---- Given entries

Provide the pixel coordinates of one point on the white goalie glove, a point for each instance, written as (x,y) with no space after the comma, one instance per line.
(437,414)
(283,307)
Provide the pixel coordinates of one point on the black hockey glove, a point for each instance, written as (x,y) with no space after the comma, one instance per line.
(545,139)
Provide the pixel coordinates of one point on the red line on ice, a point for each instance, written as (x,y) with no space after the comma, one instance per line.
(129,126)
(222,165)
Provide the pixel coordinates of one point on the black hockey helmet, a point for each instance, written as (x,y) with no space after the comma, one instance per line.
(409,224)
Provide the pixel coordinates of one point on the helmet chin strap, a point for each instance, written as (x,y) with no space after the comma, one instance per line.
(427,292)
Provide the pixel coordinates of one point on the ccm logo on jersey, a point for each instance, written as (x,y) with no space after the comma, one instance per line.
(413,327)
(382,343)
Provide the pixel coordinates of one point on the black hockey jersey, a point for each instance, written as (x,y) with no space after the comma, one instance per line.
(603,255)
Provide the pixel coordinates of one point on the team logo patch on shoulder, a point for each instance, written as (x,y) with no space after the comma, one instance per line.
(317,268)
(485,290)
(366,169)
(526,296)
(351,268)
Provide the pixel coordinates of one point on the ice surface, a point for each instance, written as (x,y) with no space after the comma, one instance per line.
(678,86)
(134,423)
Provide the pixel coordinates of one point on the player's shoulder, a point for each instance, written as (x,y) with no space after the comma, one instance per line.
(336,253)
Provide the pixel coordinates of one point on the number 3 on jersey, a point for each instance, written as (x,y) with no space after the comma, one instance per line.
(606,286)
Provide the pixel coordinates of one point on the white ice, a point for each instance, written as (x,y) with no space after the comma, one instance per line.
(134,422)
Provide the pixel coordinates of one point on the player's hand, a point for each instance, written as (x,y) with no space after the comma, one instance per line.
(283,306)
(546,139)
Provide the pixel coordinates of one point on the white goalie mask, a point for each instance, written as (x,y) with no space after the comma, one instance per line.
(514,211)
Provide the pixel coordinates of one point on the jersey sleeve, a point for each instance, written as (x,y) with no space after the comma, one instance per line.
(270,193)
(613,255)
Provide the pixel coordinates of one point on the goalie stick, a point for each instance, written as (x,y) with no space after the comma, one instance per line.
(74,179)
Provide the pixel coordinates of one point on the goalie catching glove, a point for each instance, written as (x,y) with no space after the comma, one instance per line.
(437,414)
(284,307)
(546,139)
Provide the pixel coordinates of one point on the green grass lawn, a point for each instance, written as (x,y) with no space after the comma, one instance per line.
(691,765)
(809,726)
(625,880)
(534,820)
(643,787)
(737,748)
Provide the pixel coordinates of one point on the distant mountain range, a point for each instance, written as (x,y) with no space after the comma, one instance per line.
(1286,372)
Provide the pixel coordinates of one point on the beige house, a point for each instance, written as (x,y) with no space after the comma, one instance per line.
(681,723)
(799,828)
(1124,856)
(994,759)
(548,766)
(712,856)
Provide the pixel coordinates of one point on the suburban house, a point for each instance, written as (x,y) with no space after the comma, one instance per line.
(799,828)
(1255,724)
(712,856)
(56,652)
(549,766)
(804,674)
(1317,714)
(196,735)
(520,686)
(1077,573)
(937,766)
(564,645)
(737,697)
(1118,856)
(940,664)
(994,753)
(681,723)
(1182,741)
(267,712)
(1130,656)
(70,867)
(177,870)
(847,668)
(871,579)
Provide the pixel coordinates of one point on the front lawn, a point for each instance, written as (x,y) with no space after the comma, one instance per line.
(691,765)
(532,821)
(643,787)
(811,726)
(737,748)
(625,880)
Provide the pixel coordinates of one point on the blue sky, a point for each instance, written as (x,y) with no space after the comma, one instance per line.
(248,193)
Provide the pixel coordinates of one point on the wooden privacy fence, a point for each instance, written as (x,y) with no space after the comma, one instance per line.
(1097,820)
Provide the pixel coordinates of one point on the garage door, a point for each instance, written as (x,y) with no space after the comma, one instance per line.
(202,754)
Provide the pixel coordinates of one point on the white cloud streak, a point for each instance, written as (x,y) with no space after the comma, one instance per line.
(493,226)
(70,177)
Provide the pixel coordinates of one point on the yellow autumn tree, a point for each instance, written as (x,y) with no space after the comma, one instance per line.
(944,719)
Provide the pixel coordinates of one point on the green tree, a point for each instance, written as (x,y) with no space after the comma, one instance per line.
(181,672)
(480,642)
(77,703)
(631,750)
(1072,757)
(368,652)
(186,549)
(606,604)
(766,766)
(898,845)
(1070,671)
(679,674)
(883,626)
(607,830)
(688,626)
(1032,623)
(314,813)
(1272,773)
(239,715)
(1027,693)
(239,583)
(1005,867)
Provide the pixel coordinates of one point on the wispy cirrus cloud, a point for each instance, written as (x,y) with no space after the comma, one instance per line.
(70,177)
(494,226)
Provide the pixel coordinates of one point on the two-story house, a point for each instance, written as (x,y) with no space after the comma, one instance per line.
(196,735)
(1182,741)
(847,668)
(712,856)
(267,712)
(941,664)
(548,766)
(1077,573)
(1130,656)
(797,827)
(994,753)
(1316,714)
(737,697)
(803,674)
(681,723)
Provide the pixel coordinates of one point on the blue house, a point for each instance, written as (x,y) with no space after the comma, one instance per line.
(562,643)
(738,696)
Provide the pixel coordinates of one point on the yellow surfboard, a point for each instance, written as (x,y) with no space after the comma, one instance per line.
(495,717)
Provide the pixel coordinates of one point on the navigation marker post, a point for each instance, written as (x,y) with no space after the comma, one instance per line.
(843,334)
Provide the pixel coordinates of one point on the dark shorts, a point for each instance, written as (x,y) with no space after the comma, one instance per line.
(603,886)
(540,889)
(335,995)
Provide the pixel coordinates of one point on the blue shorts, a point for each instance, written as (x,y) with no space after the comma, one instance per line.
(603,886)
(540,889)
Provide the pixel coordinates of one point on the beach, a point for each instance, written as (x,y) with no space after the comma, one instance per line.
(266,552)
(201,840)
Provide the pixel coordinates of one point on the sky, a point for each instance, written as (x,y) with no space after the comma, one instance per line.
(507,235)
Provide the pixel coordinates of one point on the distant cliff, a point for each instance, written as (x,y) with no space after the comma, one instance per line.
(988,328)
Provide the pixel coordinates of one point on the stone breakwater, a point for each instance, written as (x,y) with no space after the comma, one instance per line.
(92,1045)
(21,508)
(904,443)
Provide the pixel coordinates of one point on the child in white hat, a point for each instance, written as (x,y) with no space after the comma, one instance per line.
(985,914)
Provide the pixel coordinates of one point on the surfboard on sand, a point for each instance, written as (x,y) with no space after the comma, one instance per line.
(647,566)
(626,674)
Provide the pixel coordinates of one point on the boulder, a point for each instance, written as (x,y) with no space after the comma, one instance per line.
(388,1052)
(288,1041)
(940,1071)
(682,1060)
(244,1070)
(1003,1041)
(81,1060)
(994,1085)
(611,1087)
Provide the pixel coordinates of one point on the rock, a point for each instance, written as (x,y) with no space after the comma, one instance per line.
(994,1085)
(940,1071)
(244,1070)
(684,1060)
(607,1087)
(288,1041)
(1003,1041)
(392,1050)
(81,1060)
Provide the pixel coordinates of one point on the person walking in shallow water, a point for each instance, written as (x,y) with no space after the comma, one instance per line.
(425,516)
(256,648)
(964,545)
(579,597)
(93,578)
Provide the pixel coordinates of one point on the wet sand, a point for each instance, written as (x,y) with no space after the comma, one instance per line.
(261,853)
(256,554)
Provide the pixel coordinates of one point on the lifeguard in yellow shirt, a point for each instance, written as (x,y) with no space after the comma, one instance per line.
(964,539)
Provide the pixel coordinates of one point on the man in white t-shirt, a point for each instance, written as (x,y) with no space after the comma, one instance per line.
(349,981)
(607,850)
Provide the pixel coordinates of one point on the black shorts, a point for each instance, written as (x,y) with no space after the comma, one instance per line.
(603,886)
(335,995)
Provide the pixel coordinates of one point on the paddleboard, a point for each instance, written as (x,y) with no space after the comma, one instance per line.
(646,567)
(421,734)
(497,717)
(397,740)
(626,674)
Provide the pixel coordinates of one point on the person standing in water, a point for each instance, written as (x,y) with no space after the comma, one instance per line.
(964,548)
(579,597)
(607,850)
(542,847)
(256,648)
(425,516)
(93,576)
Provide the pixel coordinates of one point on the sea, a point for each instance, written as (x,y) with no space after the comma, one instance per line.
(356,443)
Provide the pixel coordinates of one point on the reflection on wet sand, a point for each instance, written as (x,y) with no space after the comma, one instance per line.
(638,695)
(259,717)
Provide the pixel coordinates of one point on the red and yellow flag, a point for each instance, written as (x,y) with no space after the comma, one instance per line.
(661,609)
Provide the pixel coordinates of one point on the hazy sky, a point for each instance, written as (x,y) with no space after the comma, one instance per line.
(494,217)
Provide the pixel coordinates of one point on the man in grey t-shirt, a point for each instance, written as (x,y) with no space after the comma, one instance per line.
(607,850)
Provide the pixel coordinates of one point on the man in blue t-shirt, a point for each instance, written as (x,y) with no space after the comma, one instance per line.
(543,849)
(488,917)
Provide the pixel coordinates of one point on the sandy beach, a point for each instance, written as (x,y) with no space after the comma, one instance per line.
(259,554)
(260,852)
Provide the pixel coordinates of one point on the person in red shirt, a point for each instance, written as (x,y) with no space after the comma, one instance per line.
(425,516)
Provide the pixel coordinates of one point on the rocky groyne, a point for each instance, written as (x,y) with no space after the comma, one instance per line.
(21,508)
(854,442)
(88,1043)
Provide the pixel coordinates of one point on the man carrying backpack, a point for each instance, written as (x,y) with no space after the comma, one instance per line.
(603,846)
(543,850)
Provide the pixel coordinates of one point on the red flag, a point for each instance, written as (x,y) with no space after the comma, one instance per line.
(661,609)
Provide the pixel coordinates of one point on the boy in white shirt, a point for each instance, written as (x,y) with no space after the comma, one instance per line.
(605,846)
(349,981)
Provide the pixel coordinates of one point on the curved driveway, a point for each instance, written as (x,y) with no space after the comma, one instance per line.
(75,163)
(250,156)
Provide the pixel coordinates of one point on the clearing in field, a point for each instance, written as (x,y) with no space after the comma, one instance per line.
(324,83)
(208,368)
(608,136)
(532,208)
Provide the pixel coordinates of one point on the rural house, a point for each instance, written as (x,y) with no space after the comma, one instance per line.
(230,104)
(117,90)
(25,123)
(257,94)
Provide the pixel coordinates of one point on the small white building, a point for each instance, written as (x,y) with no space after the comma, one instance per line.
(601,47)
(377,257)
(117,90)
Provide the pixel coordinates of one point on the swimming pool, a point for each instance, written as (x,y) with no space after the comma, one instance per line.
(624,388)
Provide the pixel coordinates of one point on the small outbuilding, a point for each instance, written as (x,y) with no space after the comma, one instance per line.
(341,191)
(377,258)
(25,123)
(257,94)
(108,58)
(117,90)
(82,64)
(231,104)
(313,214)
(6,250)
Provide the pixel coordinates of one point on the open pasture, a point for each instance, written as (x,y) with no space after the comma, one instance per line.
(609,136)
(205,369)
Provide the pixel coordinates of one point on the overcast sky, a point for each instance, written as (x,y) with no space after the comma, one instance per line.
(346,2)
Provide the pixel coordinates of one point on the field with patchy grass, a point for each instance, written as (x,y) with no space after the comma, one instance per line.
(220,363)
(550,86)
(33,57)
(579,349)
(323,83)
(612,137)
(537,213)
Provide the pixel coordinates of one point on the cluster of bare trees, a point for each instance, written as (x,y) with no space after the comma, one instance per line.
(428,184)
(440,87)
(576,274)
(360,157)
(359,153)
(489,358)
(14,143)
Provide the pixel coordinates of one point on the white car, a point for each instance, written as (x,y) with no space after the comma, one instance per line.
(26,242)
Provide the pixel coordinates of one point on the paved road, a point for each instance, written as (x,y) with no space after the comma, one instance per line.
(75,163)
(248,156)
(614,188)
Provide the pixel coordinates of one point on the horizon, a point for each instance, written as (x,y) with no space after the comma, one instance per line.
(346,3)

--------

> **Exercise instructions**
Render the data above as a Markdown table with the columns Row and Line, giving each line a row number and leaving out blank lines. Begin at the line that contains "Provide the pixel coordinates of one point on the overcast" and continue through the last line of the data, including both.

> **Solution for this problem**
| Row | Line |
|---|---|
| 1 | Provide the pixel coordinates of one point on the overcast sky, a point for each instance, written as (x,y) with no space after the comma, one instance per line. |
| 2 | (346,2) |
| 3 | Provide the pixel coordinates of one point on the field with patchy grass, a point for each instance, written as (x,y) with no space after the comma, one instance per line. |
| 4 | (220,363) |
| 5 | (550,86) |
| 6 | (33,57) |
| 7 | (579,349) |
| 8 | (323,83) |
| 9 | (612,137) |
| 10 | (537,213) |
| 11 | Provide the pixel coordinates of one point on the cluster of bare trees, a point for each instance, written as (x,y) with no space after the comma, one instance per line. |
| 12 | (428,184) |
| 13 | (440,87) |
| 14 | (576,274) |
| 15 | (360,157) |
| 16 | (359,153) |
| 17 | (489,358) |
| 18 | (14,143) |
| 19 | Provide the pixel coordinates of one point on the white car, a point for each instance, written as (x,y) with no space after the comma, one instance per line. |
| 20 | (26,242) |
| 21 | Provide the pixel coordinates of one point on the paved road, a point for each instance, written as (x,y) with no space after the comma, one instance per line. |
| 22 | (75,163) |
| 23 | (248,156) |
| 24 | (614,188) |
| 25 | Provide the pixel coordinates of one point on the horizon, a point for each instance, written as (x,y) with no space after the comma, one instance per line. |
| 26 | (346,3) |